• [THE PROBLEM]
Rewrite all of the records below as a numbered list with one line per item, and leave out any blank lines.

• [PROVIDED MATERIAL]
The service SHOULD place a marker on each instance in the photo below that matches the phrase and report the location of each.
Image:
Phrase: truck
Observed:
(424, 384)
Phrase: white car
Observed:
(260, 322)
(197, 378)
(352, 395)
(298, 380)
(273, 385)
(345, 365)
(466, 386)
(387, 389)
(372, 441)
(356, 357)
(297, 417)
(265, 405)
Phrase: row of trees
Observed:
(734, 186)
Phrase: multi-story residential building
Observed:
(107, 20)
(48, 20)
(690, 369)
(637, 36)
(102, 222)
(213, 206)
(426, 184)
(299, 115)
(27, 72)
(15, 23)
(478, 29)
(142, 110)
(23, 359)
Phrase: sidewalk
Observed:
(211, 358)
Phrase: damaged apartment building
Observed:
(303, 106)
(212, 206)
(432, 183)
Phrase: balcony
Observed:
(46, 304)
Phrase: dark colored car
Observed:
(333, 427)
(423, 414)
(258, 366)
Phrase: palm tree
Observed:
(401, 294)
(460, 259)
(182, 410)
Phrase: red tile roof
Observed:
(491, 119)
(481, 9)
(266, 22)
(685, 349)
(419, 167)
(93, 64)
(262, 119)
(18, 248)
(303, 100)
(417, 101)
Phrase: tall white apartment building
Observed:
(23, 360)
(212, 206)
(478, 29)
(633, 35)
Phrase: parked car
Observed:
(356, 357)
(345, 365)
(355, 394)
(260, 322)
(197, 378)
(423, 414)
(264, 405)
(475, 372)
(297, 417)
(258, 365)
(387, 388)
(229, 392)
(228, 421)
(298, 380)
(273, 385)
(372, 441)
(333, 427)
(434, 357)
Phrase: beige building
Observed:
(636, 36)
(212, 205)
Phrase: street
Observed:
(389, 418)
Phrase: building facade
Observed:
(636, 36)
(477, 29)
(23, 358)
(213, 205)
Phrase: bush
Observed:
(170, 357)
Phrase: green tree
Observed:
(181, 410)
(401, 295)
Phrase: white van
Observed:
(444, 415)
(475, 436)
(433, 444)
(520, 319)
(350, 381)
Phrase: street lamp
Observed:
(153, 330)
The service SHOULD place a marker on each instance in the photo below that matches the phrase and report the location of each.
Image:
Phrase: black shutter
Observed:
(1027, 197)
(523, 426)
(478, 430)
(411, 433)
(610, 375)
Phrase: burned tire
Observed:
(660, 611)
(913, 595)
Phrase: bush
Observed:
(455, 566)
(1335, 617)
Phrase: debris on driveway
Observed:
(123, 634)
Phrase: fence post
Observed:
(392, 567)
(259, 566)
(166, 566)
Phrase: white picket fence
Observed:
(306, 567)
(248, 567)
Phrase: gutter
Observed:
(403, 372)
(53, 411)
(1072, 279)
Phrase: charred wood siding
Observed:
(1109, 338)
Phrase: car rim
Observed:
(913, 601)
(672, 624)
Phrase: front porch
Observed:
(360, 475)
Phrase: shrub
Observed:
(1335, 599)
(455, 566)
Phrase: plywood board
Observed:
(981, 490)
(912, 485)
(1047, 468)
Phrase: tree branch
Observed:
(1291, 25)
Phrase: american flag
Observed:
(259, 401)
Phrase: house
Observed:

• [SOLUTION TO THE EXERCISE]
1. The service SHOULD place a marker on each instance in the photo below that matches the phrase and report the location of each.
2. Image:
3. Phrase: truck
4. Observed:
5. (424, 384)
6. Phrase: white car
7. Observed:
8. (260, 322)
9. (197, 378)
10. (352, 395)
11. (298, 380)
12. (273, 385)
13. (345, 365)
14. (466, 386)
15. (387, 389)
16. (372, 441)
17. (356, 357)
18. (297, 417)
19. (265, 405)
20. Phrase: row of trees
21. Observed:
22. (734, 186)
23. Phrase: multi-story residential building
24. Observed:
25. (107, 20)
26. (48, 20)
27. (690, 369)
28. (637, 36)
29. (102, 222)
30. (213, 206)
31. (426, 184)
32. (299, 115)
33. (27, 72)
34. (15, 23)
35. (478, 29)
36. (142, 110)
37. (23, 359)
38. Phrase: sidewalk
39. Observed:
40. (211, 358)
41. Phrase: damaged apartment building
42. Observed:
43. (303, 106)
44. (212, 206)
45. (432, 183)
46. Phrase: balcony
47. Observed:
48. (46, 304)
49. Phrase: dark colored car
50. Observed:
51. (333, 427)
52. (423, 414)
53. (258, 366)
54. Phrase: palm tree
55. Observed:
56. (401, 294)
57. (460, 259)
58. (182, 410)
59. Phrase: red tile roof
60. Observed:
61. (491, 119)
62. (481, 9)
63. (266, 22)
64. (685, 349)
65. (419, 167)
66. (93, 64)
67. (262, 119)
68. (18, 248)
69. (303, 100)
70. (417, 101)
71. Phrase: tall white apartment building
72. Observed:
73. (23, 360)
74. (212, 206)
75. (478, 29)
76. (633, 35)
77. Phrase: parked car
78. Observed:
79. (356, 357)
80. (345, 365)
81. (355, 394)
82. (260, 322)
83. (197, 378)
84. (423, 414)
85. (264, 405)
86. (475, 372)
87. (297, 417)
88. (258, 365)
89. (387, 388)
90. (229, 392)
91. (228, 421)
92. (298, 380)
93. (273, 385)
94. (372, 441)
95. (333, 427)
96. (434, 357)
97. Phrase: beige building
98. Observed:
99. (636, 36)
100. (212, 205)
101. Phrase: street
102. Observed:
103. (389, 418)
104. Phrase: building facade
105. Observed:
106. (636, 36)
107. (477, 29)
108. (23, 358)
109. (213, 205)
110. Phrase: bush
111. Observed:
112. (170, 357)
113. Phrase: green tree
114. Observed:
115. (181, 410)
116. (401, 295)
117. Phrase: white van
118. Observed:
119. (444, 415)
120. (475, 436)
121. (433, 444)
122. (520, 319)
123. (350, 381)
124. Phrase: street lamp
125. Observed:
126. (153, 330)
127. The service SHOULD place a marker on each instance in the photo below that matches the phrase and report the location of each.
128. Image:
129. Phrase: black shutter
130. Observed:
131. (1027, 197)
132. (523, 426)
133. (478, 430)
134. (411, 433)
135. (610, 375)
136. Phrase: burned tire
137. Observed:
138. (660, 611)
139. (913, 595)
140. Phrase: bush
141. Observed:
142. (455, 566)
143. (1335, 617)
144. Phrase: debris on driveway
145. Observed:
146. (123, 634)
147. Phrase: fence post
148. Observed:
149. (392, 567)
150. (259, 566)
151. (166, 566)
152. Phrase: white picket fence
153. Observed:
154. (306, 567)
155. (248, 567)
156. Phrase: gutter
157. Observed:
158. (403, 372)
159. (53, 411)
160. (1072, 279)
161. Phrase: charred wood siding
162. Observed:
163. (1109, 338)
164. Phrase: car rim
165. Observed:
166. (913, 601)
167. (672, 624)
168. Phrase: front porch
169. Observed:
170. (360, 475)
171. Phrase: shrub
172. Observed:
173. (1335, 599)
174. (455, 566)
175. Phrase: plywood board
176. Observed:
177. (981, 490)
178. (912, 485)
179. (1047, 468)
180. Phrase: tree branch
181. Observed:
182. (1291, 25)
183. Phrase: american flag
184. Observed:
185. (259, 401)
186. Phrase: house
187. Observed:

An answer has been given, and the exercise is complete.